[The request]:
Collect every line of the data below that contains the string "white" and list those lines in order.

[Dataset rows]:
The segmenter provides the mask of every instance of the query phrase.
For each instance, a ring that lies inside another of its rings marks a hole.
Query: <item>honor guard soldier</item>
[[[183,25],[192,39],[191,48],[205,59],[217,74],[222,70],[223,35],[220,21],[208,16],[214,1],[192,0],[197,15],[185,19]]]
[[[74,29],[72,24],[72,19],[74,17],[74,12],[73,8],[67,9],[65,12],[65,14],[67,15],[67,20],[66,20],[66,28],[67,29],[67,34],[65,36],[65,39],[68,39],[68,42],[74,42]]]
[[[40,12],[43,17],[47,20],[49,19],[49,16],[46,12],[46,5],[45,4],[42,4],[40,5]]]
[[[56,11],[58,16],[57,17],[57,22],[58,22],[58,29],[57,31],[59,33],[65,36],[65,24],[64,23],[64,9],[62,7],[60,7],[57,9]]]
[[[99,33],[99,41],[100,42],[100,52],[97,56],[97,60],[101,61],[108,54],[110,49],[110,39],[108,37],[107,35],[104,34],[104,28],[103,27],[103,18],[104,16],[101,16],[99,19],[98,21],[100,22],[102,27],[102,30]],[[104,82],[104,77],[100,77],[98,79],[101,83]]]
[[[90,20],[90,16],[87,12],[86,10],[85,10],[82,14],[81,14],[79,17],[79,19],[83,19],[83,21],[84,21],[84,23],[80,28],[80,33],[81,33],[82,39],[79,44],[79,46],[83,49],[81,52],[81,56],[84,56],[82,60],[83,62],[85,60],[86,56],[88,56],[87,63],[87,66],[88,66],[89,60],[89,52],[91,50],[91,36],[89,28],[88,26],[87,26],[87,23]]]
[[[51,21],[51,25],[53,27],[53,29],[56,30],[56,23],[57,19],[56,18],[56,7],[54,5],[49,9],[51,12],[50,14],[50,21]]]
---
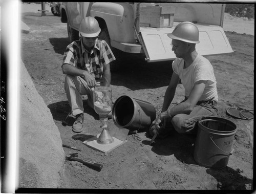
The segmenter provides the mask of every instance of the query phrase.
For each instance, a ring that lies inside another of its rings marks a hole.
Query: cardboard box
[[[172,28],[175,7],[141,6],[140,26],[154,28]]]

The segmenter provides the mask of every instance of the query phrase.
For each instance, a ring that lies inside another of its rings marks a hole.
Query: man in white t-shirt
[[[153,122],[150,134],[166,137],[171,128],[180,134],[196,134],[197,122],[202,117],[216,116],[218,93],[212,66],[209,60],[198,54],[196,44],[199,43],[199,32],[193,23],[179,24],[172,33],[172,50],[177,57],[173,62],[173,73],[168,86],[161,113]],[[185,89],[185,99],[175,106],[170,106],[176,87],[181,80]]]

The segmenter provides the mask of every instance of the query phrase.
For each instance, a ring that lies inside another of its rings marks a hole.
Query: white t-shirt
==
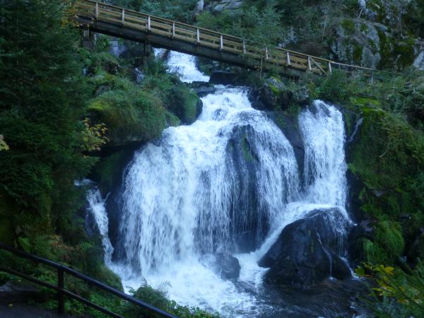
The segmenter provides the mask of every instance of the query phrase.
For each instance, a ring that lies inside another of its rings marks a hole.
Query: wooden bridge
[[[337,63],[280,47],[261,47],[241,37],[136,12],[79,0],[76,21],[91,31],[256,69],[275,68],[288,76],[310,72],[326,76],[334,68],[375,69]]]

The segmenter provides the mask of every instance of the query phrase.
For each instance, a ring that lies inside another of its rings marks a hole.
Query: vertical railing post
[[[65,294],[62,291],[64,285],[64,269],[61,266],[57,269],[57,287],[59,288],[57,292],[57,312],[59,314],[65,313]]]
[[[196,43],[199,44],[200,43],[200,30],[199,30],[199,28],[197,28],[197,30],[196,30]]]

[Final result]:
Query: man in white t-shirt
Query: white t-shirt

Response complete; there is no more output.